- _Recorded data_:
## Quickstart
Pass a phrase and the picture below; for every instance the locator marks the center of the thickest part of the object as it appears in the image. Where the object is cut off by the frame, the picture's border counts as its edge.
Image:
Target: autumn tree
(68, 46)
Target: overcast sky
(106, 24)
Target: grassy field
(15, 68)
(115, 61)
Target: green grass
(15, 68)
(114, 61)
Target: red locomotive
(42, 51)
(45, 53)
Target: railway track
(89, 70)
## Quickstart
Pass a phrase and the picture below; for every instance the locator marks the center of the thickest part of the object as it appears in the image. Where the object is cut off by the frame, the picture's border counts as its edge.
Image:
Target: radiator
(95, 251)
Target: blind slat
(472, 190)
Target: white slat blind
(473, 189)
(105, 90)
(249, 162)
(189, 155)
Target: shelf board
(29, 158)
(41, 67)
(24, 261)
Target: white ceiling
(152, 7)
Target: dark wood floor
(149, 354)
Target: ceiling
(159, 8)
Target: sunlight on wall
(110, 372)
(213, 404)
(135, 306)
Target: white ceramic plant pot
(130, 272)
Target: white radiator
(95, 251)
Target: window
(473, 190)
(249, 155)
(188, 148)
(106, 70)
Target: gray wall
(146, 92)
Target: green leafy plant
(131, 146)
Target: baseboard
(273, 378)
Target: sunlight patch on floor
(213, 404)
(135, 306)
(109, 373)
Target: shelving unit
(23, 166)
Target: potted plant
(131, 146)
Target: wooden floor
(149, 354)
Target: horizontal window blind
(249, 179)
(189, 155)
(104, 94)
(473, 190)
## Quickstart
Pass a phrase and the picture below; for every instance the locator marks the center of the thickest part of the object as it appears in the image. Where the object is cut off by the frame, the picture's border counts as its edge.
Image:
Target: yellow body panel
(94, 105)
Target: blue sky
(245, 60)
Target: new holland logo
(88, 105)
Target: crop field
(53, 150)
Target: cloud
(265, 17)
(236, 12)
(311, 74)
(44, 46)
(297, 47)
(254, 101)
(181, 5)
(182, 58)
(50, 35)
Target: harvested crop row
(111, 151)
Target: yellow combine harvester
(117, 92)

- _Task directions_: Rewrite every line of the recorded data from the line containing "Target: crop field" through the final line, both ends included. Shift each coordinate by adding 93 to both of its numbers, and keep the lines without coordinates unchanged.

- _Written solution_:
Target: crop field
(146, 243)
Target: cloud
(358, 110)
(329, 105)
(404, 167)
(137, 139)
(390, 140)
(347, 194)
(274, 98)
(275, 151)
(143, 128)
Target: harvested crop row
(204, 244)
Target: yellow combine harvester
(210, 185)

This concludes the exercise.